Written problem:
Put every line of the entries below into a numbered list, omitting any blank lines.
── Supplied data
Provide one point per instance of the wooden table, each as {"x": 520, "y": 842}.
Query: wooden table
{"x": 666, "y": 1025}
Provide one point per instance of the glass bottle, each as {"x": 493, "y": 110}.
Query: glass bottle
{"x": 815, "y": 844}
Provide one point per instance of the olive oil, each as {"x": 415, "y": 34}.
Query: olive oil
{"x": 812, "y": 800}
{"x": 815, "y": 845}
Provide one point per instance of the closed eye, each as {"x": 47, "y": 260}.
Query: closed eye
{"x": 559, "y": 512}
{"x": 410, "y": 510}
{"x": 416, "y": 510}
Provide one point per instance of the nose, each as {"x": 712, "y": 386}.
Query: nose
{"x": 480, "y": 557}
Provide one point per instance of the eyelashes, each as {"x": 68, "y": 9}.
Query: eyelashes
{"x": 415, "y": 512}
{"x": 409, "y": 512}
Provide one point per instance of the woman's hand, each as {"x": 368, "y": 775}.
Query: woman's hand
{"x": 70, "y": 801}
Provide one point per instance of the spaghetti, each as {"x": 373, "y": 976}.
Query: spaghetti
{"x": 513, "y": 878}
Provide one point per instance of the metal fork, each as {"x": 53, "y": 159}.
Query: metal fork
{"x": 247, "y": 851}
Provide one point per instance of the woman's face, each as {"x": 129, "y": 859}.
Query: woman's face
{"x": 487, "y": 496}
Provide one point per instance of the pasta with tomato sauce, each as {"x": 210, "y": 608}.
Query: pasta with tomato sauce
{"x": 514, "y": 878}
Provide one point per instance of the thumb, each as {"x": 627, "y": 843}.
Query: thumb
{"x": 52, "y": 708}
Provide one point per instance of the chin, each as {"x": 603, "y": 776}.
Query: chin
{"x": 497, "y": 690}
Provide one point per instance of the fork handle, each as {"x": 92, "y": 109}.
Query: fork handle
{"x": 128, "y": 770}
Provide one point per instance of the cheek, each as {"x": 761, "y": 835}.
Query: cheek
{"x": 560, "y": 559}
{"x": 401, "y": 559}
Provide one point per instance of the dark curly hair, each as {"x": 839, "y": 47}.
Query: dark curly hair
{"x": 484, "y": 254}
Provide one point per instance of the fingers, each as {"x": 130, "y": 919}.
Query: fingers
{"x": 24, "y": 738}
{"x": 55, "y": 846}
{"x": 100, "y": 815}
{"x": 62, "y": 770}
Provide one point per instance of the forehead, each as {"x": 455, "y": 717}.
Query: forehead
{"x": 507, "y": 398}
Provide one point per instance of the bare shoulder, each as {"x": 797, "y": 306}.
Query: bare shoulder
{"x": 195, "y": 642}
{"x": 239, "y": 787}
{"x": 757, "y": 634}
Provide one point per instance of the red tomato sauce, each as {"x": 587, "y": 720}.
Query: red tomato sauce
────
Solution:
1. Provide one point per instance of the wooden table, each as {"x": 520, "y": 842}.
2. Query: wooden table
3. {"x": 666, "y": 1025}
4. Provide one point per instance of the glass bottle, each as {"x": 493, "y": 110}.
5. Query: glass bottle
6. {"x": 815, "y": 844}
7. Provide one point per instance of the olive oil, each as {"x": 415, "y": 34}.
8. Query: olive oil
9. {"x": 812, "y": 800}
10. {"x": 815, "y": 845}
11. Provide one point per instance of the closed eye, each as {"x": 47, "y": 260}.
12. Query: closed eye
13. {"x": 559, "y": 512}
14. {"x": 410, "y": 510}
15. {"x": 416, "y": 510}
16. Provide one point per instance of the nose, each as {"x": 712, "y": 386}.
17. Query: nose
18. {"x": 480, "y": 557}
19. Provide one point per instance of the eyelashes, each as {"x": 68, "y": 9}.
20. Query: eyelashes
21. {"x": 415, "y": 512}
22. {"x": 409, "y": 512}
23. Provide one point per instance of the woman's hand, each as {"x": 368, "y": 775}.
24. Query: woman's hand
25. {"x": 70, "y": 801}
26. Provide one point per instance of the spaghetti, each as {"x": 373, "y": 976}.
27. Query: spaghetti
28. {"x": 513, "y": 878}
29. Provide one point per instance of the metal fork, each as {"x": 53, "y": 159}.
30. Query: metal fork
31. {"x": 247, "y": 851}
32. Provide one point per instance of the woman's face, each as {"x": 129, "y": 859}.
33. Query: woman's face
34. {"x": 487, "y": 496}
35. Provide one point per instance of the pasta with tomato sauce, each as {"x": 210, "y": 608}.
36. Query: pasta with tomato sauce
37. {"x": 514, "y": 878}
38. Provide one point per instance of the thumb, each as {"x": 627, "y": 843}.
39. Query: thumb
40. {"x": 52, "y": 708}
41. Provide one point per instance of the chin, each as {"x": 603, "y": 776}.
42. Query: chin
43. {"x": 497, "y": 690}
44. Provide one point per instance of the fork handle, each as {"x": 92, "y": 109}.
45. Query: fork handle
46. {"x": 128, "y": 770}
47. Provide one point per instance of the cheek, each as {"x": 761, "y": 835}.
48. Query: cheek
49. {"x": 560, "y": 559}
50. {"x": 401, "y": 559}
51. Provide one point per instance of the dark curly hair, each as {"x": 839, "y": 47}.
52. Query: dark curly hair
53. {"x": 484, "y": 254}
54. Provide one point per instance of the fingers, each as {"x": 130, "y": 919}.
55. Query: fingers
56. {"x": 24, "y": 738}
57. {"x": 55, "y": 846}
58. {"x": 100, "y": 815}
59. {"x": 62, "y": 770}
60. Provide one point per instance of the forehead, each as {"x": 455, "y": 717}.
61. Query: forehead
62. {"x": 507, "y": 398}
63. Provide one point per instance of the bare shoulder, each as {"x": 797, "y": 306}.
64. Query: bare shoulder
65. {"x": 195, "y": 642}
66. {"x": 239, "y": 787}
67. {"x": 757, "y": 634}
68. Provide one point per instance of the red tomato sauce, each as {"x": 587, "y": 720}.
69. Query: red tomato sauce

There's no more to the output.